What to do
Where a picture appears, leave it out; copy everything else in the records exactly.

Raw data
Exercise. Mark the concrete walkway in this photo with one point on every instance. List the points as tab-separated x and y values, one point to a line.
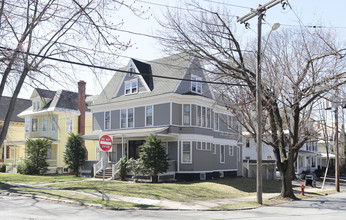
166	204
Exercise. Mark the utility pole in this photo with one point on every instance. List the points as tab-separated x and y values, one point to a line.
337	167
260	11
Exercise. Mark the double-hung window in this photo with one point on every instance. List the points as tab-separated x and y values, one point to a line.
203	116
107	120
27	124
68	124
34	125
53	119
216	121
123	118
131	87
149	115
186	152
230	150
130	118
196	86
44	124
186	114
127	118
222	154
198	115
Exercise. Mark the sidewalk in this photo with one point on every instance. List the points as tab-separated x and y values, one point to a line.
169	204
165	204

Output below
Exercise. Mark the concrete walkway in this photo with one point on every instance. List the points as tab-separated x and y values, one point to a line.
166	204
Exercise. Mark the utility pole in this photo with one point on every instance. List the points as tab-separated x and y values, one point to a line.
337	167
260	11
Exercise. Mark the double-hung window in this photo with one point on every instance. List the points as tab-separated x and y values, one point to a line.
203	116
107	120
27	124
68	124
34	125
53	119
216	121
123	118
131	87
149	115
186	152
230	150
130	118
196	86
44	124
186	114
127	118
222	154
198	115
Exercise. Mark the sidewalk in this photo with one point on every instance. List the points as tab-separated x and y values, one point to a line.
169	204
165	204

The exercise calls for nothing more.